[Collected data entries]
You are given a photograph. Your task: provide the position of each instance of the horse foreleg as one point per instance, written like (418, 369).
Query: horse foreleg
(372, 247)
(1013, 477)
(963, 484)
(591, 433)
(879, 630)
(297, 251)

**The task**
Copy out every line of the entries above, request lines included, and rescale each coordinate in the answer points by multiplying it by 0.3 and rounding to a whole number, with halves rounded up. Leave the request lines unchanged.

**Expected answer**
You are given a photograph. Your task: provide the position of each instance of the horse foreleg as one point per instance, written like (418, 369).
Query: horse foreleg
(112, 74)
(304, 143)
(289, 145)
(177, 130)
(264, 189)
(89, 75)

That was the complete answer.